== Challenge 1 ==
Starting with the line containing "Where can the jet" and going on through the end of the records, substitute "aircraft wing" for "jet wing" and give those lines again with nothing else changed.

# Home made jack stands



## moonie5961 (Oct 23, 2008)

x


----------



## jimmyb514 (Sep 9, 2007)

*Nice idea*

Those look to be a pretty nifty idea.

I saved your images, (I hope that's ok). I have a Cal21 that I wanted to put up and I also have had trouble locating stands that are sutiable. Granted the 1,500 pounds I am planning to support doesn't compare to your needs, but if properly executed, 
you should be ok. If you need to you can always make more. Noah's boat was held up with wood, no? Good luck and work with many hands. Jim B.


----------



## jimmyb514 (Sep 9, 2007)

*One more thing*

I can't see in the pictures but you might want to put squares of 3/4" plywood under the main load bearing timbers (maybe doubled up), to spread the load to help keep it from settling too much. Again, the best too you. 
Jim B.


----------



## merc2dogs (Jun 5, 2004)

Wood is amazingly strong in compression, and those are built to take advantage of the strength. So I wouldn't worry about them failing. Being made of wolmanized wood, they could conceivably outlast metal ones

Depending on what the cost is, If you are any good with tools, it would be a simple thing to make up some custom stands using the threaded adjusters and plates on them, or buy your own:

Scaffold Swivel Jack - Scaffold, Scaffolding from ScaffoldMart
At six inch extension there's something like a 10,00lbs safe working load on them.

Ken.


----------



## xsboats (Oct 2, 2007)

The stands look like they will work fine. I would be concerned about one detail that can easily be dealt with. The poppets[swivel pads] appear to be mounted into the vertical standards by drilling a hole in the end of the p.t. 4x4. If this union were to be side-loaded, it could split through the side of the 4x4 due to the allignment with the grain pattern in the wood. I would wrap the end with epoxy and glass tape, hose clamps, or even a whipping with parachute cord to prevent this. The poppets appear to be from Brownell or Hostar stands. Being the most expensive part of commercial stands, you could easily duplicate the lower halves with pipe and angle economically at a local welding shop if you wanted all metal stands. Metal stands are available through West Marine.[I buy them on my Port Supply account regularly.] They can also be ordered from the Hostar website.[they build hydraulic boat trailers similar to Brownell's]


----------



## JimsCAL (May 23, 2007)

Defender sells Brownell jack stands. They also sell the screw swivel tops if you want to make the bottoms of wood.


----------



## k1vsk (Jul 16, 2001)

Your insurance company would likely laugh at your claim if/when these failed.
I know us boaters can be cheap but, given the price of proper stands, some things are just not worth doing on the cheap.


----------



## tager (Nov 21, 2008)

Why live by the insurance company? The insurance industry is a bunch of extortive bullshite anyway!


----------



## MarioG (Sep 6, 2009)

== Information provided ==

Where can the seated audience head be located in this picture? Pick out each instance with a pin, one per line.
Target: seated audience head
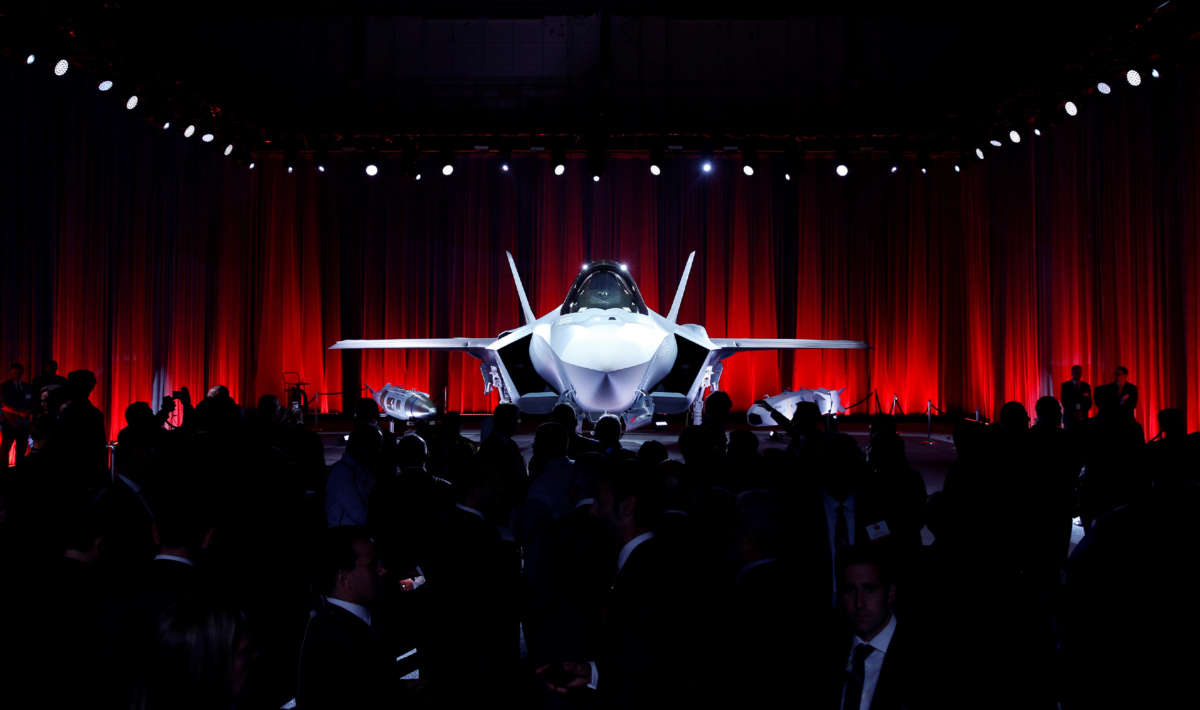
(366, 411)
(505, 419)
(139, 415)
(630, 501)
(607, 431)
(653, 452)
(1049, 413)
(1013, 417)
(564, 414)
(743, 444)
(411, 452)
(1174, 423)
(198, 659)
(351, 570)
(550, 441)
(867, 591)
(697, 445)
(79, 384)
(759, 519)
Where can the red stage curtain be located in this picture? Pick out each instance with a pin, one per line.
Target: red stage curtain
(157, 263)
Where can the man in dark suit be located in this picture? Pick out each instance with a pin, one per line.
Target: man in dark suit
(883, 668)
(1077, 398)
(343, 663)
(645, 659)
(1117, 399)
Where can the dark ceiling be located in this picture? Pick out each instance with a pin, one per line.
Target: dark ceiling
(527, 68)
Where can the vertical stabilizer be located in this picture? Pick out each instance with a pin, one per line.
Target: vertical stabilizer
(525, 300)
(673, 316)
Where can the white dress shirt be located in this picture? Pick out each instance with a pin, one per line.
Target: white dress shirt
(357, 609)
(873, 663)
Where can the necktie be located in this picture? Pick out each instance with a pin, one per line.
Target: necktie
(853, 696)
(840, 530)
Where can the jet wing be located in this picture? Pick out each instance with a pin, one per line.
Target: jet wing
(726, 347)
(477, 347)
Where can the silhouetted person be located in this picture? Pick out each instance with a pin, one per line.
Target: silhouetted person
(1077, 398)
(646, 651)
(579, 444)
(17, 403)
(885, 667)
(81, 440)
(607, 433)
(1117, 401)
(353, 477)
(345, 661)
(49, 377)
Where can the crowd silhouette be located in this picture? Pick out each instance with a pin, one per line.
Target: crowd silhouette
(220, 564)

== Challenge 2 ==
Write out the passage of the jack stand thread starting with "Your insurance company" and going on through "(Nov 21, 2008)", word for word.

== Answer 1 ==
Where can the aircraft wing be located in this picture? Pick out each instance with a pin, one per line.
Target: aircraft wing
(726, 347)
(477, 347)
Where can the silhouetted person be located in this picture? Pick out each instance with a pin, one per line.
Target: silhouetted person
(1077, 398)
(646, 651)
(579, 444)
(17, 403)
(885, 667)
(81, 440)
(607, 433)
(1117, 401)
(353, 477)
(345, 661)
(49, 377)
Where can the crowd silhouette be located in this picture? Pick out each instance with a pin, one per line.
Target: crowd silhouette
(220, 564)

== Answer 2 ==
Your insurance company would likely laugh at your claim if/when these failed.
I know us boaters can be cheap but, given the price of proper stands, some things are just not worth doing on the cheap.


----------



## tager (Nov 21, 2008)